_Records from a point labeling set:_
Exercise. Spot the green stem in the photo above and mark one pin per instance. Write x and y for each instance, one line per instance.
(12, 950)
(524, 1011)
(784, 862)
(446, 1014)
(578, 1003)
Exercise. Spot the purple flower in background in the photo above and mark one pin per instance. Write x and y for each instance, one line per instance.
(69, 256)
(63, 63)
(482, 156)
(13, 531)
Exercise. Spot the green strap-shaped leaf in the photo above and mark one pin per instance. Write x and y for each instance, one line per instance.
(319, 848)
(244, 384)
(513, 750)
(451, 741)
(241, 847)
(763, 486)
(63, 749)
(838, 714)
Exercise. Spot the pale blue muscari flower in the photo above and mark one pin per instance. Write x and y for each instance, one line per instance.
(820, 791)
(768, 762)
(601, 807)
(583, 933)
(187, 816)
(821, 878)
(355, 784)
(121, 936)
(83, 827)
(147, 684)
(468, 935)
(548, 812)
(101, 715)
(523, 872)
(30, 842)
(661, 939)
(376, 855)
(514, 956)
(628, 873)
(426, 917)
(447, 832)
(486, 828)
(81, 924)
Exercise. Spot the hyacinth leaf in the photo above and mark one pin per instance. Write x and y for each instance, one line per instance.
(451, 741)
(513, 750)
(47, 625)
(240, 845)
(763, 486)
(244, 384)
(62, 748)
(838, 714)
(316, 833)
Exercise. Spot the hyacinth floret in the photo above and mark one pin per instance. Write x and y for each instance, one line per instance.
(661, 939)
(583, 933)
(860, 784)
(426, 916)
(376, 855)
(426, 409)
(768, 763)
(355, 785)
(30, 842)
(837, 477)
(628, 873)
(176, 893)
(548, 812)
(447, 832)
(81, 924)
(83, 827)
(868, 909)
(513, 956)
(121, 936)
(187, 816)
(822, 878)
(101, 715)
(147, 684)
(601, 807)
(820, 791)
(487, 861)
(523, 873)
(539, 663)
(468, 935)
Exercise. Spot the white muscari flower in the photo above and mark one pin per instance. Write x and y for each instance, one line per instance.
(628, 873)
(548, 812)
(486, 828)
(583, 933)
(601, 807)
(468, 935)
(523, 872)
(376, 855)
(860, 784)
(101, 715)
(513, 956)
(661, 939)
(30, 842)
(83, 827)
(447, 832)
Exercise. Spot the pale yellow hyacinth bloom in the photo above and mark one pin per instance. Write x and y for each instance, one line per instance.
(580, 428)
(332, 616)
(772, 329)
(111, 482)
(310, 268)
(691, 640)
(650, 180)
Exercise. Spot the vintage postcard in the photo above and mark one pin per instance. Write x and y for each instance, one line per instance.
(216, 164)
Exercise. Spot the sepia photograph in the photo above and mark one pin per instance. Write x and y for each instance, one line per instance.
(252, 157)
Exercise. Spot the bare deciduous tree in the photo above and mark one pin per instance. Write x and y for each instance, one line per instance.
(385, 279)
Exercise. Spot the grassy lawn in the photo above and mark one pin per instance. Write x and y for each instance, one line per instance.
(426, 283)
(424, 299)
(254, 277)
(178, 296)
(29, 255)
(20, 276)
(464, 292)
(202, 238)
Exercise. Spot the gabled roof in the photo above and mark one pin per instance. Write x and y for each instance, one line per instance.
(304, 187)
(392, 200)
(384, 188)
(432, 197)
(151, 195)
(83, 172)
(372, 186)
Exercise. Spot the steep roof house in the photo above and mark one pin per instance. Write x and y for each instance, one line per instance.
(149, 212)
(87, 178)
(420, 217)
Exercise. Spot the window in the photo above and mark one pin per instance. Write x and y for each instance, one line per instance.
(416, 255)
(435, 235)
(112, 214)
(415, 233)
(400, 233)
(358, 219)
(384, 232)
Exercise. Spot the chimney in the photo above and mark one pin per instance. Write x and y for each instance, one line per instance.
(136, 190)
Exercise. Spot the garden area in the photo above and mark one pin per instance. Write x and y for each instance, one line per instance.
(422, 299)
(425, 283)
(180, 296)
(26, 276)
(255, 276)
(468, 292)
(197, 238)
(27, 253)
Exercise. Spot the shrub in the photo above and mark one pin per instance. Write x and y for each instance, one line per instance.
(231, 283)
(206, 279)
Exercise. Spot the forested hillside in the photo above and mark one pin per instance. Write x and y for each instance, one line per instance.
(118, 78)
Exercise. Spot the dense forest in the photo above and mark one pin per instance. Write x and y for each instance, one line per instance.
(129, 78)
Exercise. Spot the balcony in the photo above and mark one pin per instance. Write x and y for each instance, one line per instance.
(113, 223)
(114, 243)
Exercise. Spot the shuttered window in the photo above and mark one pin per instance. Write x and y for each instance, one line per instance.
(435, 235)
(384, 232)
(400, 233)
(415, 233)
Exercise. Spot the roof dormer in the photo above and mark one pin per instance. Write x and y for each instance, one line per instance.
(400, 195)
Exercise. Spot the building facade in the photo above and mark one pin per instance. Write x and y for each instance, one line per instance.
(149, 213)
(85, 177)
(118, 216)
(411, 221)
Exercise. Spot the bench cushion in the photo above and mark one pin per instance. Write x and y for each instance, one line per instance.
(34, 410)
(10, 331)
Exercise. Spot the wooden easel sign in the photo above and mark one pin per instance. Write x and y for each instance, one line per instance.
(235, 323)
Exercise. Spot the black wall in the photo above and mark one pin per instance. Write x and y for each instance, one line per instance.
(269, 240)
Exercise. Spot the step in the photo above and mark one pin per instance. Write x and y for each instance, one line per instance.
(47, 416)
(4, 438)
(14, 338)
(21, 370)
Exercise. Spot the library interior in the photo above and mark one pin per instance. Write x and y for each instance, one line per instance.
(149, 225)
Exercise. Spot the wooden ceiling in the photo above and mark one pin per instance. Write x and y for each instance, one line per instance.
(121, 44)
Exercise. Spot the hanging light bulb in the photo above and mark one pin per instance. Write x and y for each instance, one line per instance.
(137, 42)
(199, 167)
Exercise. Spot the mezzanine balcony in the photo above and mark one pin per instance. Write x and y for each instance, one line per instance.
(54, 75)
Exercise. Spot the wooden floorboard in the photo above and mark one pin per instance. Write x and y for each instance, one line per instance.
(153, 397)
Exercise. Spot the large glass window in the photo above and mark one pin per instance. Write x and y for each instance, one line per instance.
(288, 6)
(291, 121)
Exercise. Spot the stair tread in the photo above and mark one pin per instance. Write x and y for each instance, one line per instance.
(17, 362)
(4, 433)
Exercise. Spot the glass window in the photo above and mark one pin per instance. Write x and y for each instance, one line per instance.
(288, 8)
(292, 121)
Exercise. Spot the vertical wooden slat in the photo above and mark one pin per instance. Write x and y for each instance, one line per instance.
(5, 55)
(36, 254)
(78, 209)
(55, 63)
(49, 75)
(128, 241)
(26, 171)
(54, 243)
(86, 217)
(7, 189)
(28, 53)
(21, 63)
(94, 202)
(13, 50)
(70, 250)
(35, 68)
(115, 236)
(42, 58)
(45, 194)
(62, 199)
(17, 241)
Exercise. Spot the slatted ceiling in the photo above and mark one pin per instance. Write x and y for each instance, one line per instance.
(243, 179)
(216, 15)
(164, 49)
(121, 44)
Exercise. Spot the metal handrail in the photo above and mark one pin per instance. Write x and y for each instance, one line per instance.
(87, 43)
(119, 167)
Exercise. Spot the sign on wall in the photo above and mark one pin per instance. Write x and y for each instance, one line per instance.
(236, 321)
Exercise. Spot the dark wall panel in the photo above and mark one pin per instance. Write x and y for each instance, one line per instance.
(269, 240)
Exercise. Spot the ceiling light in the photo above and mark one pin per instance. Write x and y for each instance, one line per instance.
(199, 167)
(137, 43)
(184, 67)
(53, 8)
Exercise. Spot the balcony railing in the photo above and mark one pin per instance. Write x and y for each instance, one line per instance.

_What you are asked to do:_
Output the entries verbatim.

_Task response:_
Exercise. Spot the green stem in the photo above and mark one pin per instance. Write x and y for each instance, one line per instance.
(12, 950)
(524, 1011)
(784, 862)
(446, 1014)
(578, 1003)
Exercise. Spot the purple flower in background in the photo above and mark one pin per instance. Write x and y for each instance, one line per instance.
(69, 256)
(63, 63)
(482, 156)
(13, 531)
Exercise. Spot the green strap-shaped leaf in the photo above and mark one pin per instance. Write x and y for each instance, one line per instance.
(319, 848)
(244, 384)
(513, 750)
(451, 741)
(241, 847)
(763, 486)
(63, 749)
(838, 714)
Exercise. Spot the pale blue muscari flower in the photo above and mark one pin per instance. Write x and y for each instance, one line per instance.
(820, 791)
(768, 762)
(601, 807)
(583, 933)
(187, 816)
(821, 878)
(355, 784)
(121, 936)
(83, 827)
(147, 684)
(468, 935)
(548, 812)
(101, 715)
(523, 872)
(30, 842)
(661, 939)
(376, 855)
(514, 956)
(628, 873)
(426, 917)
(447, 832)
(486, 828)
(81, 924)
Exercise. Spot the hyacinth leaf in the photo above and mark one pin per instance. Write x and y for each instance, one line per instance.
(451, 741)
(513, 750)
(47, 625)
(240, 845)
(763, 486)
(244, 384)
(62, 748)
(838, 714)
(316, 833)
Exercise. Spot the hyacinth floret in the photo above and mark one pin per instance. Write x and y for each instance, one line per instance.
(661, 939)
(583, 933)
(860, 784)
(426, 916)
(376, 855)
(426, 409)
(768, 763)
(355, 785)
(30, 842)
(837, 477)
(628, 873)
(176, 893)
(548, 812)
(447, 832)
(81, 924)
(83, 827)
(868, 909)
(513, 956)
(121, 936)
(187, 816)
(822, 878)
(101, 715)
(147, 684)
(601, 807)
(820, 791)
(487, 861)
(523, 873)
(539, 663)
(468, 935)
Exercise. Spot the white muscari flower in the photo above and mark one pin per instance. Write x and y for each instance, one line per instance.
(628, 873)
(548, 812)
(486, 828)
(583, 933)
(601, 807)
(468, 935)
(523, 872)
(376, 855)
(860, 784)
(101, 715)
(513, 956)
(661, 939)
(30, 842)
(83, 827)
(447, 832)
Exercise. Spot the pale yellow hyacinth bloom in the photo above and mark one pin per instance. Write x and y for each instance, one line per instance.
(580, 428)
(332, 616)
(772, 329)
(111, 482)
(310, 268)
(691, 640)
(650, 180)
Exercise. Spot the vintage postcard in the photo above and mark one pin per instance. Write x and y for each instance, one line per instance.
(216, 164)
Exercise. Spot the sepia photograph in the photo above and mark one pin per instance. Write x and y for each instance, one line per instance.
(252, 157)
Exercise. Spot the bare deciduous tree in the photo above and mark one pin per instance. Write x and y for each instance, one line per instance.
(385, 279)
Exercise. Spot the grassy lawn in the photo above and mark one pin per instance. Write x and y for each instance, one line per instance.
(426, 283)
(424, 299)
(254, 277)
(178, 296)
(29, 255)
(20, 276)
(464, 292)
(202, 238)
Exercise. Spot the gabled roof in the photo above and mark one pin per instance. Write x and y for each instance, one line per instance.
(304, 187)
(392, 200)
(384, 188)
(432, 197)
(151, 195)
(83, 172)
(372, 186)
Exercise. Spot the steep roof house in the photo above and mark one pin per instance. Write x and y for each instance, one line per instance.
(149, 212)
(87, 178)
(420, 217)
Exercise. Spot the window in the photo above and mark one pin per instance. Write x and y for each instance, one line per instance.
(416, 255)
(435, 235)
(112, 214)
(415, 233)
(400, 233)
(358, 219)
(384, 232)
Exercise. Spot the chimney in the photo above and mark one pin per instance. Write x and y for each instance, one line per instance.
(136, 190)
Exercise. Spot the garden area in the photo above and mark one pin per instance. Write x and y for each instance, one line per instance.
(422, 299)
(425, 283)
(180, 296)
(26, 276)
(255, 276)
(468, 292)
(197, 238)
(27, 253)
Exercise. Spot the shrub in the photo above and mark one pin per instance. Write x and y for each instance, one line per instance.
(231, 283)
(206, 279)
Exercise. Spot the forested hillside in the photo above and mark one pin per instance. Write x and y for each instance, one line per instance.
(118, 78)
Exercise. Spot the dense forest in the photo above and mark one pin per instance. Write x and y for each instance, one line per instance.
(129, 78)
Exercise. Spot the balcony in the photo above and mark one pin per instance. Write x and y for each instance, one line per instance.
(113, 223)
(114, 243)
Exercise. Spot the shuttered window in the photo above and mark one pin per instance. Write x and y for each instance, one line per instance.
(435, 235)
(384, 232)
(400, 233)
(415, 233)
Exercise. Spot the roof dormer in the photo above and mark one pin per instance. Write x and y for each instance, one line per instance.
(400, 195)
Exercise. Spot the building facade in the photo above and mark one pin per instance. Write x and y for each instance, one line per instance.
(149, 213)
(85, 177)
(118, 216)
(411, 221)
Exercise. Spot the bench cushion in the photo above and mark one pin per instance. Write x and y for each instance, one line per instance.
(34, 410)
(10, 331)
Exercise. Spot the wooden easel sign in the photo above and mark one pin per instance. Write x and y for each instance, one line per instance.
(235, 323)
Exercise. Spot the black wall in the photo above and mark one pin per instance. Write x and y for each instance, one line per instance.
(269, 240)
Exercise. Spot the step in the photo above and mark one pin per instance. Write x and y for each instance, one line per instance.
(47, 416)
(4, 438)
(14, 338)
(21, 370)
Exercise. Spot the library interior in the photo above and mark one pin per instance. Write x and y for each instance, one line per instance.
(149, 225)
Exercise. Spot the wooden ceiling in the photo above and mark one pin per instance. Write x and y for each instance, one line per instance.
(121, 44)
Exercise. Spot the hanging light bulb in the photo above and mark one pin per instance. Write x and y for each instance, one line per instance.
(137, 42)
(199, 167)
Exercise. Spot the mezzanine balcony in the photo above and mark one pin per instance. Write x and y for each instance, one line per instance.
(54, 75)
Exercise. Spot the wooden floorboard in the photo above and mark one pin per instance. Write x and y for each instance, one line per instance.
(153, 397)
Exercise. Spot the large glass window in the photo above and mark one pin per instance. Write x and y for each instance, one line per instance.
(288, 6)
(291, 121)
Exercise. Spot the stair tread in the photo above and mark one pin per instance. Write x and y for each instance, one line per instance.
(17, 362)
(4, 433)
Exercise. Spot the glass window in the photo above and mark one pin per instance. Write x and y for each instance, one line per instance.
(288, 8)
(292, 121)
Exercise. Spot the vertical wooden slat in the photo above and mark one pin per instance. Write x and y for each instance, one line per instance.
(5, 55)
(36, 254)
(78, 209)
(55, 63)
(49, 75)
(128, 241)
(26, 171)
(54, 243)
(86, 217)
(7, 189)
(28, 53)
(21, 63)
(94, 202)
(13, 50)
(70, 250)
(35, 68)
(115, 236)
(42, 58)
(45, 194)
(62, 199)
(17, 241)
Exercise. Spot the slatted ceiling in the photo above and mark one pin per instance. Write x and y for each instance, one line per instance.
(243, 179)
(216, 15)
(164, 49)
(121, 44)
Exercise. Spot the metal handrail in the photo above and mark one pin per instance. Write x and y for each instance, one line per instance.
(87, 43)
(119, 167)
Exercise. Spot the sign on wall in the photo above and mark one pin per instance. Write x and y for each instance, one line per instance.
(236, 321)
Exercise. Spot the dark wall panel in the photo above and mark one pin per instance. Write x and y for each instance, one line per instance.
(269, 240)
Exercise. Spot the ceiling light in the photo above and mark one pin per instance. Write x and y for each instance, one line per instance.
(199, 167)
(137, 43)
(184, 67)
(53, 8)
Exercise. Spot the balcony railing in the photo above and mark one pin per instance. Write x and y for each instance, one line per instance.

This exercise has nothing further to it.